Can the center hold? That's the most intriguing question to emerge from the partisan standoff that closed the federal government for three days. Two dozen moderates from both parties brokered a deal with two parts: Democrats voted to resume government funding, and Republicans leaders promised a floor vote on legislation protecting "Dreamers" - about 800,000 young people brought here illegally as children, who could face deportation if Congress doesn't act.

Liberal activists were rightly skeptical of the deal. Promising to hold a vote is not the same as promising to pass a bill. And nothing the Senate does binds the House, where anti-immigrant hard-liners oppose virtually any concession to the Dreamers. Still, it is cause for hope that senators from both parties actually talked to each other, respected each other, trusted each other. So many senators wanted to join the bipartisan meetings hosted by Sen. Susan Collins, a Maine Republican, "that we were running out of chairs," she said.

For years, Congress has been dominated by extremists on both sides, who denounce any concession to the other party as betrayal - or even treason. The senators who crammed into Collins' office were rebelling against that wrongheaded notion. And they were reasserting a basic truth: that effective legislating requires compromise - one of the noblest words in the political lexicon.

These senators have taken a step, a very small step, toward returning reason and realism to Capitol Hill. If that step leads to more conversations, and more compromises, the long-term impact could be highly significant.

As Sen. Claire McCaskill, a Missouri Democrat, noted: "There was a large group, 25 senators almost evenly divided between the parties, that immediately went to work and fixed this, and that's the way this place is supposed to work." Added Sen. Dick Durbin of Illinois, the second-ranking Democrat: "What I have seen here on the floor of the Senate in the last few days is something we have not seen for years."

There are plenty of reasons to be cautious here. In 2013, an immigration reform bill passed the Senate with strong bipartisan support, then got buried in the House without even a vote. The same fate could meet any Senate measure empowering Dreamers. The two chambers are very different. Senators run statewide and as a result, they're forced to listen to dissenting minorities. Republicans like Cory Gardner of Colorado and Dean Heller of Nevada have growing Latino constituencies to consider, while Democrats like Heidi Heitkamp of North Dakota have to survive in very red states. Inevitably, that makes them more responsive and flexible.
☆ ☆ ☆ ☆ ☆ ☆ ☆
## Required task 1
Identify every row that contains the string "feather", and copy each such row in full.
The editorial and the rows come from separate, unrelated sources.

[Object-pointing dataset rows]
☆ ☆ ☆ ☆ ☆ ☆ ☆
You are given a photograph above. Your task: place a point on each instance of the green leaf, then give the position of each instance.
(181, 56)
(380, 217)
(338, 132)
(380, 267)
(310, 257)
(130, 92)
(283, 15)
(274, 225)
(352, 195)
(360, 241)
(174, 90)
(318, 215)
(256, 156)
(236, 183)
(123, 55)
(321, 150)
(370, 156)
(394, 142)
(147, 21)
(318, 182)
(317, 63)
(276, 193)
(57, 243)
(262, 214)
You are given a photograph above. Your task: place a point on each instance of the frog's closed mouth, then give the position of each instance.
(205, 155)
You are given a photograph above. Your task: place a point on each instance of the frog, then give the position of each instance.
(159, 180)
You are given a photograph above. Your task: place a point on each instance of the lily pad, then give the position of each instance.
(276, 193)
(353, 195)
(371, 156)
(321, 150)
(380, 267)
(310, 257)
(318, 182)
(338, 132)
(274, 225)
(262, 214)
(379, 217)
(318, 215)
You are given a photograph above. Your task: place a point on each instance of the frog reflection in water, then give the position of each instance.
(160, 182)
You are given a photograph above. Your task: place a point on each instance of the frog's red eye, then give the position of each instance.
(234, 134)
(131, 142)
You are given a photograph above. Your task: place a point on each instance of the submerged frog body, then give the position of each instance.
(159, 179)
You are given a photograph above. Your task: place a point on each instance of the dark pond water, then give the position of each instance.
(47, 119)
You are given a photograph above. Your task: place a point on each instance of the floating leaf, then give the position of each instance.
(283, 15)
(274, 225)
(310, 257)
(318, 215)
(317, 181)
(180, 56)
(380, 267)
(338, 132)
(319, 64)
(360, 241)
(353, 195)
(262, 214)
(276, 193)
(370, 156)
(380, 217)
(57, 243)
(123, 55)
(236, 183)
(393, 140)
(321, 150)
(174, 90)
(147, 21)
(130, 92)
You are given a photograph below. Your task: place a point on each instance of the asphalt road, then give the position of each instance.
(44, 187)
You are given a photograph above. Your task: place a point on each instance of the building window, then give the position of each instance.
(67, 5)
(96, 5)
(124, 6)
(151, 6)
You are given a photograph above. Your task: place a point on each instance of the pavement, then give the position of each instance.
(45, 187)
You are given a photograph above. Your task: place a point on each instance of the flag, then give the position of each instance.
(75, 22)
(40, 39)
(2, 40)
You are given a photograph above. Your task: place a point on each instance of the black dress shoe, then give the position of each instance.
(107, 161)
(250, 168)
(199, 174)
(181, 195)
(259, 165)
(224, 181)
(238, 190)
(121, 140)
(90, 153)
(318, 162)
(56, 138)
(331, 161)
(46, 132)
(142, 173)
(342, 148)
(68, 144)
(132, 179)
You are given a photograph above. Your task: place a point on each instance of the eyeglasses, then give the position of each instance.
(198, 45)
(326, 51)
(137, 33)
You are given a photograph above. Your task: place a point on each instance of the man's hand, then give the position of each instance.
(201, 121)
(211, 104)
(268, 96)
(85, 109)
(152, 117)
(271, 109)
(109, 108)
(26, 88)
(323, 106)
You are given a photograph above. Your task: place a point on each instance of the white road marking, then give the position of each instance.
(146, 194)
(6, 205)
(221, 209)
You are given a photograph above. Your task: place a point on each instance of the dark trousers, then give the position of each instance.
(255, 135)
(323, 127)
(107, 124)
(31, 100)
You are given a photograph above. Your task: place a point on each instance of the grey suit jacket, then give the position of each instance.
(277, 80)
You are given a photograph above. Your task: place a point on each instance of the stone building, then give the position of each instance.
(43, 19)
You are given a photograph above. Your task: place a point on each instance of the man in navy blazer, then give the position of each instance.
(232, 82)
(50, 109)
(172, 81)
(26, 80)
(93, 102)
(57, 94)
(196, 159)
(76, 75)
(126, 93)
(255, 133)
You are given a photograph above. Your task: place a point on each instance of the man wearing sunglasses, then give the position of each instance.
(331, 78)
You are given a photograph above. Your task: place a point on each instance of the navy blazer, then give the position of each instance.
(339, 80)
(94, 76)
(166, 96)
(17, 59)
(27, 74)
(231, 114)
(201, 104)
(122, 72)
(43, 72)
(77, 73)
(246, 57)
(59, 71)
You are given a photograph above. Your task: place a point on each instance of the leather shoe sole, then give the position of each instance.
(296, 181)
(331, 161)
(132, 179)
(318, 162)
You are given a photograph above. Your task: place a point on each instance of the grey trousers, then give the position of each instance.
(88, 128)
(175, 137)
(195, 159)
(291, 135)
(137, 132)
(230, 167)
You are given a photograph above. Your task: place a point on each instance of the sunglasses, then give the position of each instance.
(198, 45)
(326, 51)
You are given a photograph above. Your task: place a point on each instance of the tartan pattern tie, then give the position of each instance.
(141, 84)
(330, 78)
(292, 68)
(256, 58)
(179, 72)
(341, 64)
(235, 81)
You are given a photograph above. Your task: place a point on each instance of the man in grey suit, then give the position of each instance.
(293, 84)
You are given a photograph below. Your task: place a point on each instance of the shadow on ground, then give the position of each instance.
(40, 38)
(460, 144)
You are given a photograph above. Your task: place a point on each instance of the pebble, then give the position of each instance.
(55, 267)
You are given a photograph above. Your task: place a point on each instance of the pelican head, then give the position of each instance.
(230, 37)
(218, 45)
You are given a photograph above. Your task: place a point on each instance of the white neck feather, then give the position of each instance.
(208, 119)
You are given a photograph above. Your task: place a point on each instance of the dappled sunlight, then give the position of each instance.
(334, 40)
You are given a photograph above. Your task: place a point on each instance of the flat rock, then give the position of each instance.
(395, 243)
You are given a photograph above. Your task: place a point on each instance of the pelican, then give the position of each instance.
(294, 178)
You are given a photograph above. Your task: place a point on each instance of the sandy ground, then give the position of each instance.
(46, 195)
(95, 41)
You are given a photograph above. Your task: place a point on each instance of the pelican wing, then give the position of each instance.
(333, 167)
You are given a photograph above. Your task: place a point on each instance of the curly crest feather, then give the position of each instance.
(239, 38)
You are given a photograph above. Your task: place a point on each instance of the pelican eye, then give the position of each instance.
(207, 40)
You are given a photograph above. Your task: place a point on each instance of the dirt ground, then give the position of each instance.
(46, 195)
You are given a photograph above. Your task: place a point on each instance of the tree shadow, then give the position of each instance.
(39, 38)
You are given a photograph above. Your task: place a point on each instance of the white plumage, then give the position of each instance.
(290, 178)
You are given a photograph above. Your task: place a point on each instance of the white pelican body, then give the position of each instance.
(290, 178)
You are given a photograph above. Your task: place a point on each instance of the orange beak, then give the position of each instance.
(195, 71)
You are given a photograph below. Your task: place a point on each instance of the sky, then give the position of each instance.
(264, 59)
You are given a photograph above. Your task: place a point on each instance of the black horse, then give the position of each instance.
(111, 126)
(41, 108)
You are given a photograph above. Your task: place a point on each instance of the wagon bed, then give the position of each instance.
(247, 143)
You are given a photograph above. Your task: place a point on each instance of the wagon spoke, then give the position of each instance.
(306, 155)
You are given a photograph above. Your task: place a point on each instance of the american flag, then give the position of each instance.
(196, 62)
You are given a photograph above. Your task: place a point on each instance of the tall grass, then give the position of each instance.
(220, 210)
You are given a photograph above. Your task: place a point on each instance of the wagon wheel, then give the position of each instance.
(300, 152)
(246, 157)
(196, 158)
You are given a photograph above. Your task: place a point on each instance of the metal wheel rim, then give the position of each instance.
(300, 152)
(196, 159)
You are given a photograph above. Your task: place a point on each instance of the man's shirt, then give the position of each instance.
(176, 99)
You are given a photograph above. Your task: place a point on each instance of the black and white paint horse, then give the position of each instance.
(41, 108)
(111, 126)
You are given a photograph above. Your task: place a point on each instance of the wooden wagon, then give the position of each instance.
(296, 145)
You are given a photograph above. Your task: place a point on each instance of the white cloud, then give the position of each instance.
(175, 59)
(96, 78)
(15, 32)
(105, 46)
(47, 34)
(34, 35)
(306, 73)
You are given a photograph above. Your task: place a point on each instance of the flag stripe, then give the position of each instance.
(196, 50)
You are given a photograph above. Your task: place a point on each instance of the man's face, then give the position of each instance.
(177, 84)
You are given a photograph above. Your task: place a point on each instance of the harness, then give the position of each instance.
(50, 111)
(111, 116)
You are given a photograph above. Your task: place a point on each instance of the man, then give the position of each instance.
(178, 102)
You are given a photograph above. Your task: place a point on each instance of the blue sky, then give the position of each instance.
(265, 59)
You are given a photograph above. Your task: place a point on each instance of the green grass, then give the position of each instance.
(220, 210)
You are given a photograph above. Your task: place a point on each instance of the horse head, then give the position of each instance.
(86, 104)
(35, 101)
☆ ☆ ☆ ☆ ☆ ☆ ☆
## Required task 2
Carry the editorial on the government shutdown forward with the passage that comes next, beginning after its final sentence.

## Response 1
You are given a photograph above. Your task: place a point on each instance of the white neck feather, then give the position of each instance.
You are given a photograph above. Your task: place a point on each instance of the curly crest feather, then give the position of each instance.

## Response 2
House members, by contrast, have small districts that are often tailored to protect one party. That reduces their incentive to consult the other side to almost zero. Their biggest political fear is often a primary challenge from an even more hard-line rival.

Add in many other trends - ideological purists pouring money into campaigns, biased media echo chambers, voters who move to places with like-minded neighbors - and the drift toward hyper-partisanship sometimes seems unstoppable. Which is why this flicker of friendliness across party lines - "the way this place is supposed to work," as McCaskill put it - could really matter.

But only if the moderates keep at it. Their first challenge is to agree on a truly bipartisan bill that offers significant benefits to both sides. Liberals would get citizenship for the Dreamers; conservatives would get enhanced border security, even a wall in some places, and some movement toward a more merit-based immigration system.

The red-hots on both sides will scream "sellout," but the centrists have to stay strong. It helps that in the latest Pew poll, 74 percent of respondents favor protecting the Dreamers.

But merely passing a bill through the Senate will not be enough. Members of the "half a loaf caucus" have to attach their handiwork to a must-pass appropriations measure. And they have to convince President Donald Trump to back their bill and sell it to House Republicans. Without his support, it's hard to see any meaningful measure becoming law.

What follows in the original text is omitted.